- Excerpted text:
((
Thursday, May 21, 2009

baby, you're so unusual.

I need new knees. Normally I'm not such a baby about pain because I happen to like some pain, but knee pain is something I do not like, I cannot deal with, and now simple over the counter medications do not seem to fix any discomfort I may have. Look, I'm not even at quarter life yet and my knees feel like they're old, rusty and approaching 80. I wish I could be like everyone else and smoke a joint and suddenly all my pain is gone. No, I have to the the only freak in the world that has to over analyze why I feel the way I do, then my knee pain hurts MORE. Then I sit there and grab my knees and rock myself to sleep. It's so much more fun to be stoned when nothing hurts, then I can sit there and fall into my mind of food and think of delicious things.

Look, I am getting muscular and in shape. I'm almost at the point where I'm in the best shape I've been in the last few years. Not the skinniest, but definitely in the best shape. I'm sick of crash dieting and looking like a crack whore. If I'm going to look like one, I might as well start doing crack and whoring around.

I've been nothing but energy lately and I'm constantly wanting to be OUTSIDE and doing something. It makes sitting at desk 3 days a week for 7 hours a day agonizing. It's torture, really. Truly. Seriously. Who really enjoys sitting all day anyway? Fat people? The point is that I cannot continue this path to awesomeness with hurting knees. I will cut them off and replace them with robot knees if i have to. If not, I will develop a serious drug habit like Dr. House. Just fair warning.
))
- Referring expression data based on photos:
((
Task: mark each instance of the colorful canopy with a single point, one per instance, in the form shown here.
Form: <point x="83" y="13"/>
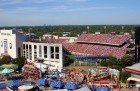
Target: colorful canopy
<point x="6" y="70"/>
<point x="10" y="66"/>
<point x="42" y="82"/>
<point x="71" y="86"/>
<point x="3" y="85"/>
<point x="15" y="83"/>
<point x="102" y="89"/>
<point x="57" y="84"/>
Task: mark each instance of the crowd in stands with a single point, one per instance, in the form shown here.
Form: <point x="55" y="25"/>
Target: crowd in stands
<point x="103" y="38"/>
<point x="95" y="50"/>
<point x="56" y="41"/>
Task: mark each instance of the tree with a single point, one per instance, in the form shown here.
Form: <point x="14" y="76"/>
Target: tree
<point x="20" y="61"/>
<point x="5" y="60"/>
<point x="125" y="76"/>
<point x="112" y="61"/>
<point x="68" y="59"/>
<point x="126" y="61"/>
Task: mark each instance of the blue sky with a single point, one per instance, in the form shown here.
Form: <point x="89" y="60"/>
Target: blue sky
<point x="64" y="12"/>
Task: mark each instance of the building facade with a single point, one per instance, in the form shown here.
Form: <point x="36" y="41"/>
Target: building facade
<point x="11" y="43"/>
<point x="51" y="54"/>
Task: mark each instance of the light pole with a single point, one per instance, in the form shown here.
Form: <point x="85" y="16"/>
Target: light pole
<point x="122" y="28"/>
<point x="105" y="29"/>
<point x="88" y="28"/>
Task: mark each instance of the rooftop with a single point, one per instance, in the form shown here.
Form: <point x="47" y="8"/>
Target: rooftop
<point x="108" y="39"/>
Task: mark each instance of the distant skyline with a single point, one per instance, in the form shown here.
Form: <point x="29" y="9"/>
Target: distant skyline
<point x="69" y="12"/>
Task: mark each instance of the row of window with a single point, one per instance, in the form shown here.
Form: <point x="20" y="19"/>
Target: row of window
<point x="54" y="51"/>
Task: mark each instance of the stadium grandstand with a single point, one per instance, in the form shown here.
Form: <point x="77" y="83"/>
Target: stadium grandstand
<point x="95" y="47"/>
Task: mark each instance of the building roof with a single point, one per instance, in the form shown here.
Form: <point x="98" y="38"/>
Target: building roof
<point x="108" y="39"/>
<point x="134" y="68"/>
<point x="95" y="50"/>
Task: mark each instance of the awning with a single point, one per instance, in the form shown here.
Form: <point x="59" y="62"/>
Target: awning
<point x="134" y="79"/>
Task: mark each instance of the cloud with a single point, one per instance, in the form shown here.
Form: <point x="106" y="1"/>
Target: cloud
<point x="12" y="2"/>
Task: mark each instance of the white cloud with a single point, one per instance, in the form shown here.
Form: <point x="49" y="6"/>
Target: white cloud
<point x="11" y="2"/>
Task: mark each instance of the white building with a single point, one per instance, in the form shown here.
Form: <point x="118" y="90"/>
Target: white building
<point x="50" y="53"/>
<point x="11" y="43"/>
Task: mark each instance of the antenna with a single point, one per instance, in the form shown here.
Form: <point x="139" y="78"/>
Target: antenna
<point x="29" y="34"/>
<point x="122" y="28"/>
<point x="88" y="28"/>
<point x="105" y="29"/>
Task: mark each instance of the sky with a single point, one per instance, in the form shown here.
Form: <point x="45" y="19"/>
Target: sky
<point x="69" y="12"/>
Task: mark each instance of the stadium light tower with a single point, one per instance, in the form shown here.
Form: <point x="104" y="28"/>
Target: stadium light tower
<point x="29" y="34"/>
<point x="122" y="28"/>
<point x="105" y="29"/>
<point x="88" y="28"/>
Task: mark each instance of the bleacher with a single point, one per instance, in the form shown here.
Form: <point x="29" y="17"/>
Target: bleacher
<point x="90" y="44"/>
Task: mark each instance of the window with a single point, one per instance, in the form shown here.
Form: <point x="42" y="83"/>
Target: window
<point x="52" y="52"/>
<point x="26" y="46"/>
<point x="35" y="47"/>
<point x="19" y="52"/>
<point x="40" y="51"/>
<point x="57" y="56"/>
<point x="45" y="51"/>
<point x="56" y="49"/>
<point x="57" y="52"/>
<point x="23" y="46"/>
<point x="30" y="47"/>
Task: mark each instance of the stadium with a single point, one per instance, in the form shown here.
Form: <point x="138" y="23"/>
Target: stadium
<point x="91" y="48"/>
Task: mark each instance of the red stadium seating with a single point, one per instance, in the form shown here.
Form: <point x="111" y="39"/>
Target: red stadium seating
<point x="103" y="39"/>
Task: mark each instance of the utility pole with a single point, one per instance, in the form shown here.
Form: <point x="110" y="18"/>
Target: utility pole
<point x="105" y="29"/>
<point x="88" y="29"/>
<point x="29" y="30"/>
<point x="122" y="28"/>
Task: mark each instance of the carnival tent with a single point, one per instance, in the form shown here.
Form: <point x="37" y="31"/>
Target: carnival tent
<point x="3" y="85"/>
<point x="71" y="86"/>
<point x="10" y="66"/>
<point x="57" y="84"/>
<point x="42" y="82"/>
<point x="6" y="71"/>
<point x="83" y="89"/>
<point x="15" y="83"/>
<point x="103" y="89"/>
))
- Problems to work on:
a: Transcribe the stretch of the knee-pain post from "Look, I am getting" through "and whoring around.".
b: According to the knee-pain post, how many days a week and how many hours a day does the writer sit at a desk?

- Solution set:
a:
Look, I am getting muscular and in shape. I'm almost at the point where I'm in the best shape I've been in the last few years. Not the skinniest, but definitely in the best shape. I'm sick of crash dieting and looking like a crack whore. If I'm going to look like one, I might as well start doing crack and whoring around.

b: Three days a week, for seven hours a day.